Could you reproduce everything from "Thursday, January 30, 2014" down to "so I thought." in the blog post on organ meats, swapping "kidneys" for "gizzards"?

▶ _Source passage_:
_ _ _ _ _
Thursday, January 30, 2014

Organ meats anyone?

I remember, as a kid, being given kidneys as part of a warm salad for dinner.  The whole notion of a warm salad was rather brave & in our part of Co. Waterford was definitely 'nouvelle cuisine', but kidneys?  Oh man, I hated them.  Even now, I'm not sure what animal they came from, but I guess it was chicken...they were really tiny.  The smell and texture made me retch and put me off all organ meats forever, or so I thought.

Thankfully, my mother had the wisdom to try other methods of getting organ meats into us.  Every now and then she would make a big batch of chicken liver pâté, freeze most of it and on special occasions present us with a ramekin of smooth creamy heaven.  Even though I knew it was called 'liver' pâté, I didn't quite make the connection with organ meats.  Even my brother loved it and still does, despite being the fussiest eater in the family.  I always thought it must be very expensive to make, as we only had it very rarely, but now I know better.  It's really inexpensive and so easy and quick to make.  If you don't mind handling organ meats and are confident that you can get them from a reputable source, then it's well worth trying.
_ _ _ _ _
▶ _Data excerpt_:

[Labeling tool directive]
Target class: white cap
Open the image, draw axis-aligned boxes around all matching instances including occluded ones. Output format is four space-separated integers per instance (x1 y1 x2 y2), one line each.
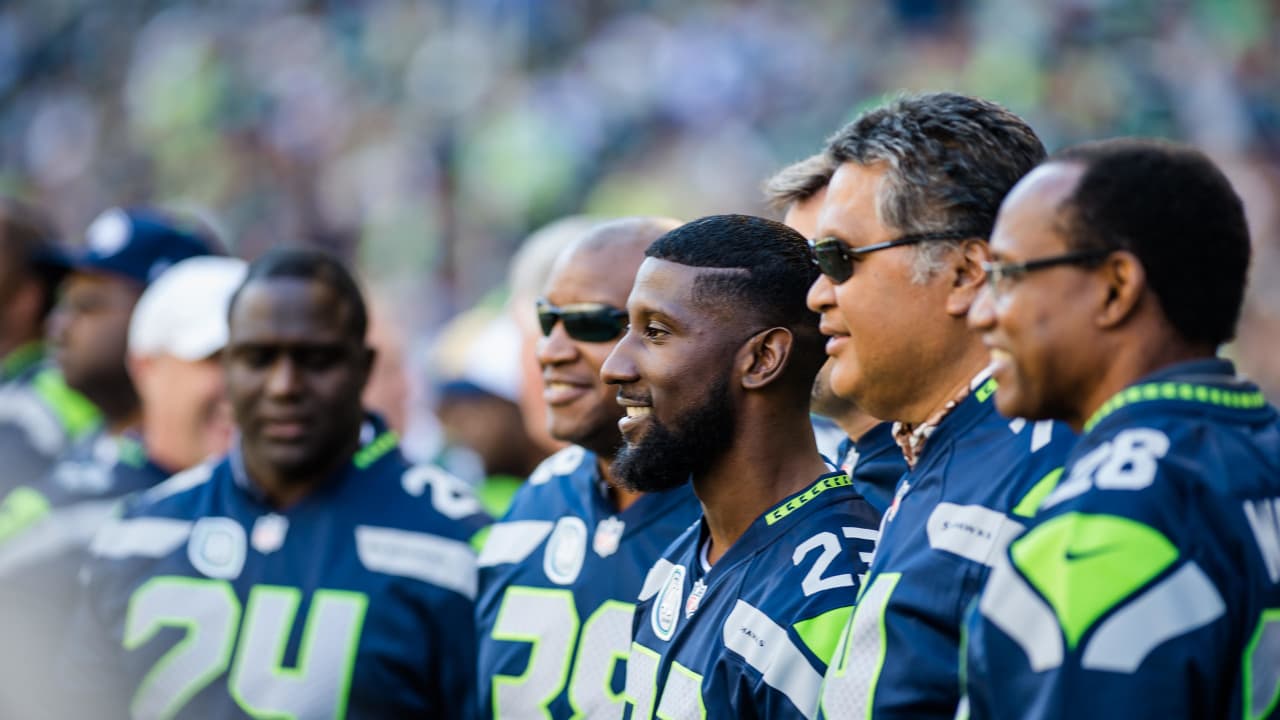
129 255 248 361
_ _ _ _ _
▶ _Solution for this task_:
Thursday, January 30, 2014

Organ meats anyone?

I remember, as a kid, being given gizzards as part of a warm salad for dinner.  The whole notion of a warm salad was rather brave & in our part of Co. Waterford was definitely 'nouvelle cuisine', but gizzards?  Oh man, I hated them.  Even now, I'm not sure what animal they came from, but I guess it was chicken...they were really tiny.  The smell and texture made me retch and put me off all organ meats forever, or so I thought.